A dynamical systems view of the Central Limit Theorem?

Question

(Originally posted on MSE.)

I have seen many heuristic discussions of the classical central limit theorem speak of the normal distribution (or any of the stable distributions) as an "attractor" in the space of probability densities. For example, consider these sentences at the top of Wikipedia's treatment:

In more general usage, a central limit theorem is any of a set of weak-convergence theorems in probability theory. They all express the fact that a sum of many independent and identically distributed (i.i.d.) random variables, or alternatively, random variables with specific types of dependence, will tend to be distributed according to one of a small set of attractor distributions. When the variance of the i.i.d. variables is finite, the attractor distribution is the normal distribution.

This dynamical systems language is very suggestive. Feller also speaks of "attraction" in his treatment of the CLT in his second volume (I wonder if that is the source of the language), and Yuval Flimus in this note even speaks of the "basin of attraction." (I don't think he really means "the exact form of the basin of attraction is deducible beforehand" but rather "the exact form of the attractor is deducible beforehand"; still, the language is there.) My question is: can these dynamical analogies be made precise? I don't know of a book in which they are -- though many books do make a point of emphasizing that the normal distribution is special for its stability under convolution (as well as its stability under the Fourier transform). This is basically telling us that the normal is important because it is a fixed point. The CLT goes further, telling us that it is not just a fixed point but an attractor.

To make this geometric picture precise, I imagine taking the phase space to be a suitable infinite-dimensional function space (the space of probability densities) and the evolution operator to be repeated convolution with an initial condition. But I have no sense of the technicalities involved in making this picture work or whether it is worth pursuing.

I would guess that since I can't find a treatment that does pursue this approach explicitly, there must be something wrong with my sense that it can be done or that it would be interesting. If that is the case, I would like to hear why.

EDIT: There are three similar questions throughout Math Stack Exchange and MathOverflow that readers may be interested in:

Welcome to Cross Validated and thanks for the interesting question (and answer)! — Matt Krause, May 04 '16 at 05:22
Thanks very much for this interesting question. Perhaps the following reference is also relevant. I didn't see it among the others here: On The Central Limit Theorem For Dynamical Systems (Burton & Denker, 1987) https://www.ams.org/journals/tran/1987-302-02/S0002-9947-1987-0891642-6/ — wil3, Aug 17 '21 at 03:33

symplectomorphic · Answer 1 · 2018-10-19T19:05:10.983

After doing some digging in the literature, encouraged by Kjetil's answer, I've found a few references that do take the geometric/dynamical systems approach to the CLT seriously, besides the book by Y. Sinai. I'm posting what I've found for others who may be interested, but I hope still to hear from an expert about the value of this point of view.

The most significant influence seems to have come from the work of Charles Stein. But the most direct answer to my question seems to be from Hamedani and Walter, who put a metric on the space of distribution functions and show that convolution generates a contraction, which yields the normal distribution as the unique fixed point.

· · · · ·

### Set exercise
Can you copy out the part of the central limit theorem thread above starting with "In more general" and going on through "the normal distribution.", word for word?

### Dataset rows
· · · · ·

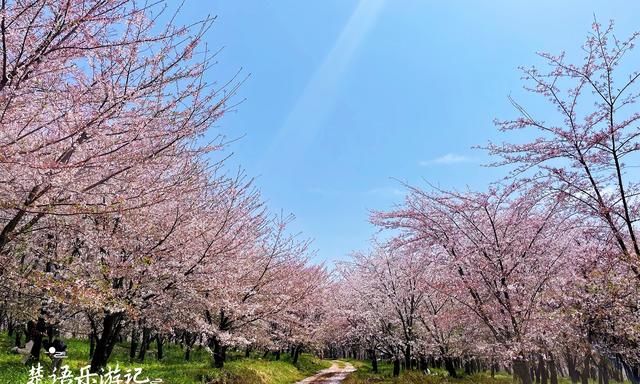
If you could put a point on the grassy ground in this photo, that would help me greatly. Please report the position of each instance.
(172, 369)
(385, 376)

· · · · ·

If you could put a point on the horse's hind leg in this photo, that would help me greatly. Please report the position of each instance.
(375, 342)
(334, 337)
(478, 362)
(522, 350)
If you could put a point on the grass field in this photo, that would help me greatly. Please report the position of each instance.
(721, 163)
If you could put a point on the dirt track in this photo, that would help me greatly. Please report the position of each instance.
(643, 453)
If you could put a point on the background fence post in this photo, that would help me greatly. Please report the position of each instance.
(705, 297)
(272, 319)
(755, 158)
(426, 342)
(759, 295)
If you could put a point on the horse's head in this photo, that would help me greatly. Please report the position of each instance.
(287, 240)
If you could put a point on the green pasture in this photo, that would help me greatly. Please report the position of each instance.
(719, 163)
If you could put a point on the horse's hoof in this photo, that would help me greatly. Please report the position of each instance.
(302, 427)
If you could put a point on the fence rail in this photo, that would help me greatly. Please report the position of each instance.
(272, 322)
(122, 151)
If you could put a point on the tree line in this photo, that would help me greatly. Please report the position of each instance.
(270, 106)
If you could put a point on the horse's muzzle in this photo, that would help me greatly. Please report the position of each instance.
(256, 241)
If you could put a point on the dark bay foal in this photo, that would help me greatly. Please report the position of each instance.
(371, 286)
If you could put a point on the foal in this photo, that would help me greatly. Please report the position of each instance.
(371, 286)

· · · · ·

### Answer for this exercise
In more general usage, a central limit theorem is any of a set of weak-convergence theorems in probability theory. They all express the fact that a sum of many independent and identically distributed (i.i.d.) random variables, or alternatively, random variables with specific types of dependence, will tend to be distributed according to one of a small set of attractor distributions. When the variance of the i.i.d. variables is finite, the attractor distribution is the normal distribution.